>> start Task input
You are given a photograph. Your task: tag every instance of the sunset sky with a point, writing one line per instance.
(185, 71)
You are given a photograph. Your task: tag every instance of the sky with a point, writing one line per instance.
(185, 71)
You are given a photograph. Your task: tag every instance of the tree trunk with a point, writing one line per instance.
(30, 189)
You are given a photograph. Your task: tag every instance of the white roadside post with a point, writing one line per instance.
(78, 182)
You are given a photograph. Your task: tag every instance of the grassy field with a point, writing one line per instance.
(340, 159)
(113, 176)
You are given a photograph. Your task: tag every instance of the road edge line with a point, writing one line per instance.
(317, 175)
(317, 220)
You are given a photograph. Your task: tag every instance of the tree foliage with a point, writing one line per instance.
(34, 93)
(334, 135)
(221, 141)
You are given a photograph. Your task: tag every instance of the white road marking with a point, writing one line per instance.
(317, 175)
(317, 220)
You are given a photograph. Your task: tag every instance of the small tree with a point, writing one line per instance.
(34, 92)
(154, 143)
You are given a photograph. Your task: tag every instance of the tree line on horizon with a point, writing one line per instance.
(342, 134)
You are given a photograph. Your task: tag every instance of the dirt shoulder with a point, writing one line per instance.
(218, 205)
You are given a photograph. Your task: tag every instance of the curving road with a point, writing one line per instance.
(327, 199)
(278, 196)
>> end Task input
Exercise details » Copy each line of the records above, changing nothing.

Solved problem »
You are given a photograph. Your task: tag every instance of the sunset sky with a point, writing one line per instance.
(185, 71)
You are given a photograph. Your task: tag every instance of the sky with a point, writing one line per instance.
(185, 71)
You are given a photograph. Your task: tag every instance of the tree trunk with a point, writing one line per instance.
(30, 189)
You are given a photograph. Your task: tag every instance of the white roadside post with a point, writing one line per instance.
(78, 182)
You are given a photograph. Your task: tag every instance of the grassy field with a point, writing one line per instance.
(340, 159)
(113, 176)
You are given a photograph. Your task: tag every instance of the road edge line with a point, writing one line per instance.
(317, 175)
(317, 220)
You are given a photograph. Your task: tag every instance of the tree foliage with a point, writing one line per instance.
(34, 93)
(334, 135)
(221, 141)
You are given a photograph. Your task: tag every instance of the white road marking with a point, writing one line per instance.
(317, 175)
(317, 220)
You are given a photograph. Your task: tag every instance of the small tree with a point, writing one line per instance.
(34, 92)
(154, 143)
You are given a photograph. Your task: tag every instance of the tree line on horizon with a point, writing one line per instance.
(342, 134)
You are given a photograph. Your task: tag every instance of the dirt shoulder with a point, writing one line per instance.
(218, 205)
You are given a photograph. Your task: tag every instance of the curving road with a point, writing one line per instance.
(327, 199)
(278, 196)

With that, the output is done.